[Coordinate annotation entries]

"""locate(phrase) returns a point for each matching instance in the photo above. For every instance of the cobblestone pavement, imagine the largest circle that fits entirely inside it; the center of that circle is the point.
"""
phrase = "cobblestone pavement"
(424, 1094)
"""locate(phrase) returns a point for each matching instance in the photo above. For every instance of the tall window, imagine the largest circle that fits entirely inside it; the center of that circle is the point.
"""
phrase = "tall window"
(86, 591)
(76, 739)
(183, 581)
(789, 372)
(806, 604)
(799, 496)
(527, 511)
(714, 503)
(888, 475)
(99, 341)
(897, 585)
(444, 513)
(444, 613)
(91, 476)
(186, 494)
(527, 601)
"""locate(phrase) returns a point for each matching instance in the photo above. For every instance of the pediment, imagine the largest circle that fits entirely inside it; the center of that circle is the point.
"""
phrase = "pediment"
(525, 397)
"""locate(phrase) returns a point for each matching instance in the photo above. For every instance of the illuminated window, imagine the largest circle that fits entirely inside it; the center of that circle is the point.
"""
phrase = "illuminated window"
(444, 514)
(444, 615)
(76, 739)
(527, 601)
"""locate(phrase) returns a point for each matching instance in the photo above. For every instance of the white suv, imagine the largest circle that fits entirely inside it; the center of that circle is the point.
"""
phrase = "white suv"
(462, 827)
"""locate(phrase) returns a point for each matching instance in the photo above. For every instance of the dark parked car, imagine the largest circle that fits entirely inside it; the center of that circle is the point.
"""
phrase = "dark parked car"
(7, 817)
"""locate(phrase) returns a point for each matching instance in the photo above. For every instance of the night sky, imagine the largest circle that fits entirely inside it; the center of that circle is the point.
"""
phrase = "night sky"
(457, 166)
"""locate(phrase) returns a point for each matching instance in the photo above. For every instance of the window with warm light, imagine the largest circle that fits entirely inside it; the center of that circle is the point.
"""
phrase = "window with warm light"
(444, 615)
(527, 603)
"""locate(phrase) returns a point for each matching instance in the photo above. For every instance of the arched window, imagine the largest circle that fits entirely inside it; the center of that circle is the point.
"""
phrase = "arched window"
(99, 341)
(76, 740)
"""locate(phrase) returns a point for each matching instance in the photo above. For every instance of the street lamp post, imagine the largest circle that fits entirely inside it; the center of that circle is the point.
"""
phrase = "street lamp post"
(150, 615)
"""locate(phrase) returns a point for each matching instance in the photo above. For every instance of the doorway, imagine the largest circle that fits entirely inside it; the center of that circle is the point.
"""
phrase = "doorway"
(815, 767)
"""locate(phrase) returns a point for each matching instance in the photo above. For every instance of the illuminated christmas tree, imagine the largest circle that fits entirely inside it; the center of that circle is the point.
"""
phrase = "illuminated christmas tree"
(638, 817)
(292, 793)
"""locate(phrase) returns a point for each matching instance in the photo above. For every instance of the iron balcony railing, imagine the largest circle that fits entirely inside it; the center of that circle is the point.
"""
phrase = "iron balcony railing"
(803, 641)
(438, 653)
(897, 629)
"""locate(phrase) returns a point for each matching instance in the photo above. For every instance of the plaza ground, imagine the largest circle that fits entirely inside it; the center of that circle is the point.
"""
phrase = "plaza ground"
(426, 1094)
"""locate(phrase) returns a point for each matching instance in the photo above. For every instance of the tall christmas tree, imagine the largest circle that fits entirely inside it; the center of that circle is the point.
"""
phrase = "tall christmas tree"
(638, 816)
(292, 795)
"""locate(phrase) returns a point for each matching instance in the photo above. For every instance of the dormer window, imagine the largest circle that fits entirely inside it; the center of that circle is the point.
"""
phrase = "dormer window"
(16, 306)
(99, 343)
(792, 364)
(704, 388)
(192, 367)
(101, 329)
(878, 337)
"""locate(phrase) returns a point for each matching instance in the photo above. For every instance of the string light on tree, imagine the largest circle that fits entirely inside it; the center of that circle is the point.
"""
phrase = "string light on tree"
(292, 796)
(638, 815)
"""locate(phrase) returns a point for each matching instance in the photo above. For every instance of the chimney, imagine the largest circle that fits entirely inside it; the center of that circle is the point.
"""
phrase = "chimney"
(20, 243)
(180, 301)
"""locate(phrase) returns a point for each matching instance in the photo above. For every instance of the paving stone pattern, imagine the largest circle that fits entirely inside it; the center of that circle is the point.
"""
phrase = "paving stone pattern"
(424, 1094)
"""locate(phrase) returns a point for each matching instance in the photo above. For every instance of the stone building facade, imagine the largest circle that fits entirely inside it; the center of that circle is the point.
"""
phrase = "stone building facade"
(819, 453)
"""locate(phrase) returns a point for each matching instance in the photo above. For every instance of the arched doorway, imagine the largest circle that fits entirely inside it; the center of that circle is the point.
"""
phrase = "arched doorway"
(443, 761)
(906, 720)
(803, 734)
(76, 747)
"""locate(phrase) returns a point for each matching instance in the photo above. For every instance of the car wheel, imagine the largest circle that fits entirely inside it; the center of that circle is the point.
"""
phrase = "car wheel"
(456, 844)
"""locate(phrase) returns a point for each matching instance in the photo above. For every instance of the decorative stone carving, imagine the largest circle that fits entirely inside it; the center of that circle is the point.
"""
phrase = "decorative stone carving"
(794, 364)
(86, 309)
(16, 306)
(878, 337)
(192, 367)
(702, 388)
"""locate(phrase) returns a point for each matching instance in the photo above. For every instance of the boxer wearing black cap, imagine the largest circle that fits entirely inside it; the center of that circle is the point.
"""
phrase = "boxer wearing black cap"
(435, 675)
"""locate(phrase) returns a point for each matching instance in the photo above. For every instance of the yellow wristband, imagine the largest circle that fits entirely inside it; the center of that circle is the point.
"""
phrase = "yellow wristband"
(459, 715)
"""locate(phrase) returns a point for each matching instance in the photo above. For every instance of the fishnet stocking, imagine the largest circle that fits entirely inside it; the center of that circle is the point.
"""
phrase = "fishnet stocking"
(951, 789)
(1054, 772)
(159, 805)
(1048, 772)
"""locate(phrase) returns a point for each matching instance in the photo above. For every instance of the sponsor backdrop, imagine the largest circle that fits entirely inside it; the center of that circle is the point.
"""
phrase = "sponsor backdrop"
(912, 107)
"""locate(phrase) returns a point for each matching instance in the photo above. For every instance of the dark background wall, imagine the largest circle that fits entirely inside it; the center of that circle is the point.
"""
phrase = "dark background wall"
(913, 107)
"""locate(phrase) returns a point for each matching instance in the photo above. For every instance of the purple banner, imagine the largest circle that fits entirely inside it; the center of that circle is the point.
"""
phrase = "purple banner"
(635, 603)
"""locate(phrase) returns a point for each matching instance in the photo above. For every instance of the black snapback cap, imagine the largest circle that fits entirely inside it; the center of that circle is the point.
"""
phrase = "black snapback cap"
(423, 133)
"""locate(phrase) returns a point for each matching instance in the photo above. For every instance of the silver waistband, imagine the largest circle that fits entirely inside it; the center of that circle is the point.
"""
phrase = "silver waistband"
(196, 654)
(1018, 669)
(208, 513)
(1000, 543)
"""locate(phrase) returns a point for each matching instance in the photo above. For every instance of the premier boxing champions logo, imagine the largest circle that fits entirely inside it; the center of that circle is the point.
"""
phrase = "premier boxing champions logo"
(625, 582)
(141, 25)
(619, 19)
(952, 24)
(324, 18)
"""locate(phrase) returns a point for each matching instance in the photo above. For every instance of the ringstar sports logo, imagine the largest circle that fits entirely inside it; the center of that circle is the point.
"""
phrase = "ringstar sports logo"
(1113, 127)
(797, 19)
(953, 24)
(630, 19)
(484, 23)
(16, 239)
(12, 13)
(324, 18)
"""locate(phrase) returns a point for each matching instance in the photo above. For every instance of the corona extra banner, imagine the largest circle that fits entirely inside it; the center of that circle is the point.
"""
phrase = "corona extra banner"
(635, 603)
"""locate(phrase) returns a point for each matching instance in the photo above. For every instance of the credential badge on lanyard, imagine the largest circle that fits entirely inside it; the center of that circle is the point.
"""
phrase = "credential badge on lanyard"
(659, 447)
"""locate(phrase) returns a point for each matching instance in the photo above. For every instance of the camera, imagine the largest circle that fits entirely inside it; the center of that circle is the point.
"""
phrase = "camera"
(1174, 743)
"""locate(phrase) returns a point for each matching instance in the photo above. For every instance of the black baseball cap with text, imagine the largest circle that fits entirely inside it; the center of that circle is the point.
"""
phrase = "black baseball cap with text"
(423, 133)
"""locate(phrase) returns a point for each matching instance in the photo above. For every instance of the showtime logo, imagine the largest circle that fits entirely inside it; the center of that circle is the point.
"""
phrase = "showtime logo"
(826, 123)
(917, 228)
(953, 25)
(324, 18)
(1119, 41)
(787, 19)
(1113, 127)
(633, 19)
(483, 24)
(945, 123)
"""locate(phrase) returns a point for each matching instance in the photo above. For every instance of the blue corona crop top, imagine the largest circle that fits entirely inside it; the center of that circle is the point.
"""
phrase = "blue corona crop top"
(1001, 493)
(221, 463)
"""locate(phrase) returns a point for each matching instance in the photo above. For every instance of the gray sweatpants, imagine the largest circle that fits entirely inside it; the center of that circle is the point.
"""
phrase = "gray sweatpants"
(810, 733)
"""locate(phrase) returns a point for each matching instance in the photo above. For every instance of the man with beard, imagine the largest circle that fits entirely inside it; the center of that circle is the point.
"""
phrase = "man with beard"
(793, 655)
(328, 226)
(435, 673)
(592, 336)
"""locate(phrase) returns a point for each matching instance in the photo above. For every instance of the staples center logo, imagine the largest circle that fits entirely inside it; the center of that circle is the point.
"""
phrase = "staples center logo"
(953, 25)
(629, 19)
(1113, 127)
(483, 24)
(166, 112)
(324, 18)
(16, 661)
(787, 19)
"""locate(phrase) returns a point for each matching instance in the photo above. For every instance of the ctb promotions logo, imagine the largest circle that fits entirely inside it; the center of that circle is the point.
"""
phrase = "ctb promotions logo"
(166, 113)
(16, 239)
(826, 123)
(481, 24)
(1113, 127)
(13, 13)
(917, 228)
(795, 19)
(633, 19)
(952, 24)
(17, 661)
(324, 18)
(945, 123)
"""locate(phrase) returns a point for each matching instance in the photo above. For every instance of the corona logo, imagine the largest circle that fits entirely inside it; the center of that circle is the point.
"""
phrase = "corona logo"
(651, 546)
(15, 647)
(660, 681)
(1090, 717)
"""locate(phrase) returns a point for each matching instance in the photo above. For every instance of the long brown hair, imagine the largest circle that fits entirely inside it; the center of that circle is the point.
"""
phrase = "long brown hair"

**Your task**
Give again only the lines starting at the one that contains "the man with" and running to the end of the data.

**Full response**
"""locate(phrase) returns a point for each matching instance in the photo above. For every instance of the man with beard, imagine the largest circle that fits entirely inside it; the center of that circle is the point.
"""
phrase = "man with beard"
(793, 655)
(328, 226)
(435, 673)
(592, 336)
"""locate(phrase) returns a point for each matching instance in the photo above. For every instance of the staples center logo, imagine the largest circle that fits entirely inside it; the center of that circle is the point.
"""
phrase = "staples center logo"
(953, 25)
(629, 19)
(1113, 127)
(483, 24)
(166, 112)
(324, 18)
(16, 661)
(787, 19)
"""locate(phrase) returns a point for each matching instance in the photo above. For every instance of the ctb promotions logo, imagine the largest circle that fits entirely inside it; the center of that circle is the point.
"""
phrase = "ctb promotions logo"
(166, 113)
(16, 239)
(826, 123)
(481, 24)
(1113, 127)
(13, 13)
(917, 228)
(795, 19)
(633, 19)
(952, 24)
(17, 661)
(324, 18)
(945, 123)
"""locate(phrase) returns a point for each matching instance in the photo above. For every instance of the corona logo, imagine the largest circle that fits entirely inside it; the center of that circle is the point.
"""
phrase = "corona logo"
(651, 546)
(15, 647)
(660, 681)
(1090, 717)
"""locate(phrase) returns a point for each matching instance in the photo above. For every instance of the long brown hair, imagine the largest circle that fits entirely inside it; the center of that circle is the point.
"""
phrase = "long brown hair"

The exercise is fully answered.